▸ **Document excerpt**
Content starts

Garrison information
- Occupants: Royal Netherlands East Indies Army

= Prins Hendrik Barracks =

The Prins Hendrik Barracks (Dutch: Prins Hendrikkazerne) are former barracks in the Netherlands city Nijmegen.

== History ==
The barracks were built between 1909 and 1911 on behalf of the Ministry of Colonies as Education School for soldiers and Petty Officers of the KNIL to a design by architect Jos Limburg in the style of rationalism, and is named after Duke Henry of Mecklenburg-Schwerin who laid the first stone himself. The Colonial Reserve Corps moved in 1911 from the Waal barracks in the Benedenstad to this barracks in Nijmegen-Oost on the corner of the Dommer van Poldersveldtweg and the Daalseweg. With the move almost all activities of the Colonial Reserve were accommodated in Nijmegen: recruitment and selection, training, the care of broadcasting and handling of the returned and health care for the sick and wounded. The care for disabled people took place at Bronbeek in Arnhem. After the Second World War the role of the barracks changed. The KNIL was officially dissolved on 26 July 1950. For the handling of the administration due to the demobilization of KNIL soldiers who were not included in Royal Netherlands Army, the 'KNIL Center Netherlands' was established. On 14 March 1951 the center was officially closed. Until 1953, colonial military cases were still being dealt with. In 1951 the complex, together with the nearby Krayenhoff Barracks and Snijders Barracks, was taken into use by the Air Force Instruction and Military Training School (LIMOS). In 1995 the army pushed off the barracks and the complex became an asylum seekers' center. The barracks have a monument status. The Military Hospital, which was a separate part of the barracks, was demolished in 1992. Some smaller buildings that were part of the hospital, such as the porter's house and the so-called octagonal low 'radio building', have been redesigned.

Content ends

▸ **Record excerpts**
Content starts

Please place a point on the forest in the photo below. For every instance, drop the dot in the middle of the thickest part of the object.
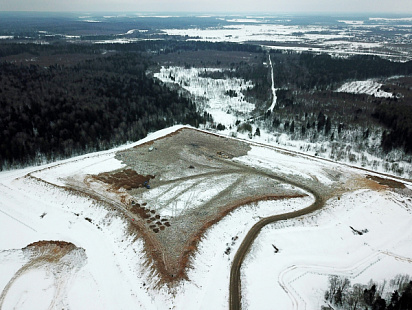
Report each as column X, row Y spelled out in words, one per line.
column 62, row 98
column 58, row 111
column 373, row 296
column 307, row 101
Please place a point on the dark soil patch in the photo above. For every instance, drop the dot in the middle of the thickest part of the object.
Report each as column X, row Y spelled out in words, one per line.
column 388, row 182
column 126, row 178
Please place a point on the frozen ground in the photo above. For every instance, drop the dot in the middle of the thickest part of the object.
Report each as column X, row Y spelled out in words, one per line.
column 224, row 108
column 369, row 87
column 109, row 268
column 388, row 38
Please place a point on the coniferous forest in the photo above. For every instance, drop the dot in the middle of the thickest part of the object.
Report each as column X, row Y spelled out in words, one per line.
column 58, row 111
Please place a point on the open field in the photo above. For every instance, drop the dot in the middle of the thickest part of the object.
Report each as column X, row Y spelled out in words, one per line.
column 173, row 245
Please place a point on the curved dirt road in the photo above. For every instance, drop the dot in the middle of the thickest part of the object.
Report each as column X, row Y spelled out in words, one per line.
column 235, row 290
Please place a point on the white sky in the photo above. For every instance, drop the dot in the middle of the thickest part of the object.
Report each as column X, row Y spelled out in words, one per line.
column 269, row 6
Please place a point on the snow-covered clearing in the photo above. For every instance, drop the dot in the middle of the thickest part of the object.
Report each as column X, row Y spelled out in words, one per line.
column 224, row 108
column 109, row 271
column 323, row 244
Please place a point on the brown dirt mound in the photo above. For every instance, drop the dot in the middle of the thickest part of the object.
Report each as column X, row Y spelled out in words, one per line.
column 388, row 182
column 126, row 178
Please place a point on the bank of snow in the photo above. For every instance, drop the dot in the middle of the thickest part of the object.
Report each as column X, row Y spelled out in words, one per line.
column 369, row 87
column 322, row 244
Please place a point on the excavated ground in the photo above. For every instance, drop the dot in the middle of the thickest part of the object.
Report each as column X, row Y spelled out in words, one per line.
column 193, row 183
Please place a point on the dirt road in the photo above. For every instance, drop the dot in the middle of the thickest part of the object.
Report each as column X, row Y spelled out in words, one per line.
column 235, row 290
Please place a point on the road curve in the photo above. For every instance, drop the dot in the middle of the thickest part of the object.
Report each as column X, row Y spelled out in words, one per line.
column 235, row 290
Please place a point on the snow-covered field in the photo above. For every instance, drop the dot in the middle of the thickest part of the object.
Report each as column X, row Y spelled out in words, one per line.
column 225, row 109
column 387, row 38
column 109, row 271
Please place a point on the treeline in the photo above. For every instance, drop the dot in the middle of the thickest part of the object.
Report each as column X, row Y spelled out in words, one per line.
column 308, row 71
column 259, row 74
column 369, row 297
column 398, row 118
column 59, row 111
column 150, row 46
column 307, row 84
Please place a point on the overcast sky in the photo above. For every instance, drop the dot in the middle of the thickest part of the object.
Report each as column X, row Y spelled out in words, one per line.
column 269, row 6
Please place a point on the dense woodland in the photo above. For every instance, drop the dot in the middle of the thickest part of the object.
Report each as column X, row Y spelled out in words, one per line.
column 74, row 98
column 59, row 111
column 342, row 295
column 309, row 108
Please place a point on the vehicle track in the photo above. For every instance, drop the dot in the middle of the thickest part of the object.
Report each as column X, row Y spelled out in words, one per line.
column 235, row 290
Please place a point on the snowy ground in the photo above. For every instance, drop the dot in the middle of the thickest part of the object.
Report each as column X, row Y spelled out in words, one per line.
column 225, row 109
column 210, row 96
column 109, row 271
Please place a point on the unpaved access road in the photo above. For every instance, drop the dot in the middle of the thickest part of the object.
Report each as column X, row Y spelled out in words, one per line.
column 235, row 290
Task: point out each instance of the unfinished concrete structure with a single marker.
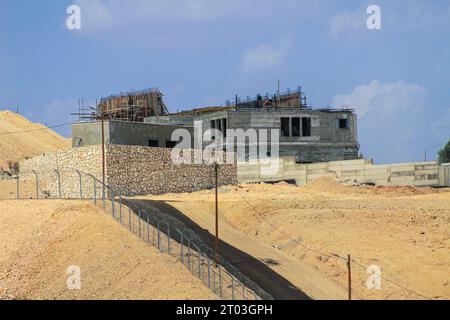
(125, 133)
(310, 135)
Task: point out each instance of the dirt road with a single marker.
(401, 230)
(275, 272)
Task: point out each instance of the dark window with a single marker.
(224, 126)
(219, 124)
(171, 144)
(153, 143)
(343, 123)
(296, 127)
(306, 127)
(285, 127)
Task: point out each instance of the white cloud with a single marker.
(348, 20)
(395, 16)
(101, 15)
(394, 120)
(265, 57)
(390, 98)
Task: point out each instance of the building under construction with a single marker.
(132, 106)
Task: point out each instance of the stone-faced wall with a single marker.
(143, 170)
(129, 169)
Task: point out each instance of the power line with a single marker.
(331, 255)
(35, 130)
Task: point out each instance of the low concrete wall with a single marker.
(129, 169)
(143, 170)
(349, 172)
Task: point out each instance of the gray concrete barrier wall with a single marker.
(347, 172)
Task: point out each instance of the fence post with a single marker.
(220, 282)
(129, 218)
(37, 184)
(81, 184)
(120, 207)
(168, 238)
(139, 223)
(103, 196)
(232, 288)
(189, 254)
(94, 193)
(113, 204)
(209, 272)
(182, 245)
(159, 238)
(59, 183)
(17, 188)
(148, 228)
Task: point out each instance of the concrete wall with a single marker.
(326, 143)
(123, 133)
(130, 169)
(348, 172)
(151, 170)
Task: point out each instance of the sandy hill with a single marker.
(48, 237)
(21, 138)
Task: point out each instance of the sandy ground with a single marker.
(41, 239)
(403, 230)
(31, 141)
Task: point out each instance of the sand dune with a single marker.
(21, 138)
(41, 239)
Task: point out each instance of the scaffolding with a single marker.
(132, 106)
(287, 99)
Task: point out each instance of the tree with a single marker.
(444, 154)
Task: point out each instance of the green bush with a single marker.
(444, 154)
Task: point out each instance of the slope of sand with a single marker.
(21, 138)
(41, 239)
(403, 230)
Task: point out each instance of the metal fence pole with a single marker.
(209, 272)
(159, 238)
(148, 228)
(81, 184)
(120, 207)
(220, 282)
(168, 238)
(129, 218)
(181, 251)
(199, 265)
(59, 183)
(103, 197)
(17, 187)
(189, 254)
(37, 184)
(139, 223)
(232, 288)
(113, 204)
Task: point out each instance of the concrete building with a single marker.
(309, 135)
(125, 133)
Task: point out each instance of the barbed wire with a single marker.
(330, 255)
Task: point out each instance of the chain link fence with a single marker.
(166, 233)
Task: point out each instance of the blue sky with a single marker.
(202, 53)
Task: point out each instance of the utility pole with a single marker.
(216, 171)
(103, 150)
(349, 266)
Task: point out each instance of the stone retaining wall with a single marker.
(129, 169)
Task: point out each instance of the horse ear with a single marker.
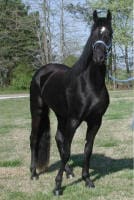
(95, 16)
(109, 15)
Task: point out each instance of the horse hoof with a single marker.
(90, 184)
(35, 177)
(70, 176)
(58, 192)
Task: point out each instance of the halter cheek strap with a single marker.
(102, 42)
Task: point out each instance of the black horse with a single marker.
(75, 94)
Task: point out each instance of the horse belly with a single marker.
(53, 96)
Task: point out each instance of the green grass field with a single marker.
(111, 163)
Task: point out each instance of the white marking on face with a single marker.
(102, 29)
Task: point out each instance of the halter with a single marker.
(102, 42)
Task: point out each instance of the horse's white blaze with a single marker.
(102, 29)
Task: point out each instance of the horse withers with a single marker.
(74, 94)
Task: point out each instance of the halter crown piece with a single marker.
(102, 42)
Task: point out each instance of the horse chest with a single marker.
(97, 104)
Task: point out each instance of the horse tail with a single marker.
(40, 134)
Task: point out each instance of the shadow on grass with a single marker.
(100, 164)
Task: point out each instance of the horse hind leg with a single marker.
(44, 141)
(40, 131)
(33, 146)
(40, 143)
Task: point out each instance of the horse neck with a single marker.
(96, 75)
(84, 60)
(86, 66)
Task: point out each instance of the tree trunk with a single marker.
(62, 38)
(126, 61)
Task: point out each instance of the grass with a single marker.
(111, 164)
(10, 163)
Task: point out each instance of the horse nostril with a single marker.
(102, 58)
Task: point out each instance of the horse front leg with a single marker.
(93, 126)
(64, 137)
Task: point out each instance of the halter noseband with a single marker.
(102, 42)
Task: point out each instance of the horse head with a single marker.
(101, 37)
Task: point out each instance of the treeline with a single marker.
(29, 39)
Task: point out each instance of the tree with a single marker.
(122, 26)
(18, 40)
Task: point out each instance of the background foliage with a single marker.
(30, 38)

Content ends

From the Prins Hendrik Barracks text, pull out the passage starting with "Garrison information" and going on through "Netherlands city Nijmegen.". The records have nothing to do with the Prins Hendrik Barracks text.

▸ **Written solution**
Garrison information
- Occupants: Royal Netherlands East Indies Army

= Prins Hendrik Barracks =

The Prins Hendrik Barracks (Dutch: Prins Hendrikkazerne) are former barracks in the Netherlands city Nijmegen.